- **Problem details**
Output every entry exactly as written, skipping any pictures.

◇ ◇ ◇ ◇

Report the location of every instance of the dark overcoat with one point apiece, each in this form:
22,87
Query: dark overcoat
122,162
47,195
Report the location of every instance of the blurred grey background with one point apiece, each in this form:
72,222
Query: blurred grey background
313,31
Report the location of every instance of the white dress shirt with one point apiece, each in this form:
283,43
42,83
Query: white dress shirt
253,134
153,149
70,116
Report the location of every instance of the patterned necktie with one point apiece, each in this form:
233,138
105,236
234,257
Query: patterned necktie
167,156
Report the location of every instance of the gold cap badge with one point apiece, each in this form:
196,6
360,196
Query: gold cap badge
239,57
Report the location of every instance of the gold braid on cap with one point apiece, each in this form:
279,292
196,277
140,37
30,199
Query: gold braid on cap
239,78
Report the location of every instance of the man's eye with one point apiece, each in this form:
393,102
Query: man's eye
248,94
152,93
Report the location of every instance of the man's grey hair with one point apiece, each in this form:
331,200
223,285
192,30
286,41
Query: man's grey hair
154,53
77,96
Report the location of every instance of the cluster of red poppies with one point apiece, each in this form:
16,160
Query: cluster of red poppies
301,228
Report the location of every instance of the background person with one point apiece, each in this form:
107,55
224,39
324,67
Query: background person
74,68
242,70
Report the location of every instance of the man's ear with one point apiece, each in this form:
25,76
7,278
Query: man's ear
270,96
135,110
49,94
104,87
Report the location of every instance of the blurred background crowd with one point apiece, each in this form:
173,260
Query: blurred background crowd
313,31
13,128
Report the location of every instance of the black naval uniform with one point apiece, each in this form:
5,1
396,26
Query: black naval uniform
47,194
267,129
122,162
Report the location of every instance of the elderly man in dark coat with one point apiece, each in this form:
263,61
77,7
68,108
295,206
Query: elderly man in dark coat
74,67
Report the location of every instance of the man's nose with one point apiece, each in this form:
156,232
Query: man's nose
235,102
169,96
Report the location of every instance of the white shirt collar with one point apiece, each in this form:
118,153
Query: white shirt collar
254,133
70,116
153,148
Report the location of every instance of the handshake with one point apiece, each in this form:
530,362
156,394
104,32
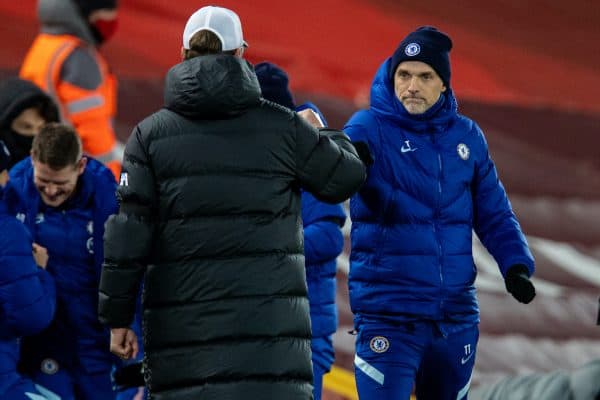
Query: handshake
518,284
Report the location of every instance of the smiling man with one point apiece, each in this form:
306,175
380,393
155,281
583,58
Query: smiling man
65,61
412,271
64,199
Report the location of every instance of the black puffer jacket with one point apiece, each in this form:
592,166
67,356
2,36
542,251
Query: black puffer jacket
210,212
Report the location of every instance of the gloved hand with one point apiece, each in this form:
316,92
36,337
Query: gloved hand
364,153
131,375
518,284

◇ ◇ ◇ ◇

- **Task result**
Report the location of every instance of the dark overcoat with one point apiece, each in this form:
22,87
Query: dark overcoat
122,162
47,195
Report the location of every instance of the blurred grey background with one point apiece, each in this form:
72,222
Query: blurred grey background
313,31
Report the location of every instance of the white dress shirt with one point apiece, each in this form:
283,43
42,83
Query: white dress shirt
253,134
153,149
70,116
Report the location of every instance of the patterned necktie with one point apiece, each in this form:
233,138
105,236
234,257
Query: patterned necktie
167,156
Report the location of every instance of the gold cap badge with one point apiece, each in this form:
196,6
360,196
Query: gold cap badge
239,57
Report the location of every instance of the gold braid on cap with one point apiece, each in this form:
279,292
196,277
140,37
30,199
Query: gold braid on cap
239,78
Report the location of every instance of the man's eye with one point apiece, each in this form:
393,102
Query: man's eye
248,94
152,93
Report the location of every instance of the man's grey hair with one point apiece, each in this form:
331,200
223,285
192,30
286,41
Query: man's grey hair
154,53
77,96
Report the location of every instance of the cluster of red poppies with one point apiece, each in this form:
16,160
Query: cluster of red poppies
301,228
Report the location of every instance of the background person with one point apiece, each in this form:
107,55
224,39
324,67
Query: background person
74,68
242,70
Report the location of every instance of the man's ear with one point apiece, each in this form:
25,76
7,278
Query: man's ear
270,96
135,110
49,94
104,87
Report the location of every instance of the blurred background crowd with one point apiece, each in this form:
173,260
Query: blurred background crowd
313,31
13,128
Report the location of every instance of the black naval uniform with one point apiece, each in this form:
5,1
396,26
Query: black naval uniform
47,194
267,129
122,162
Report the location of every instance of the elderly man in dark coat with one point apiece, each in this form:
263,61
77,7
68,108
295,206
Query: elderly man in dark coat
74,67
Report the location of every instance of the man's nose with one point apiece, each in this form:
156,232
Query: man's nose
235,102
169,96
Report the location of every instance of the white shirt collar with one point apiece, each in this form:
118,153
Query: white shirt collar
254,133
70,116
153,148
Report the location of every instance of the handshake with one point apiece, each in this form:
530,362
156,394
104,32
Query: handshake
518,284
Report the location of every instance of the smiling man with one point apiece, each in this form:
306,175
380,393
155,281
583,58
Query: smiling man
65,61
412,271
64,199
Report the location of every instance of the black puffer jacket with one point apiece, each in this form:
592,166
67,356
2,36
542,251
Query: black puffer jacket
210,212
Report the location of every instance of the gloved hand with one point apiece, each in this form:
316,92
36,337
Query: gloved hand
364,153
131,375
518,284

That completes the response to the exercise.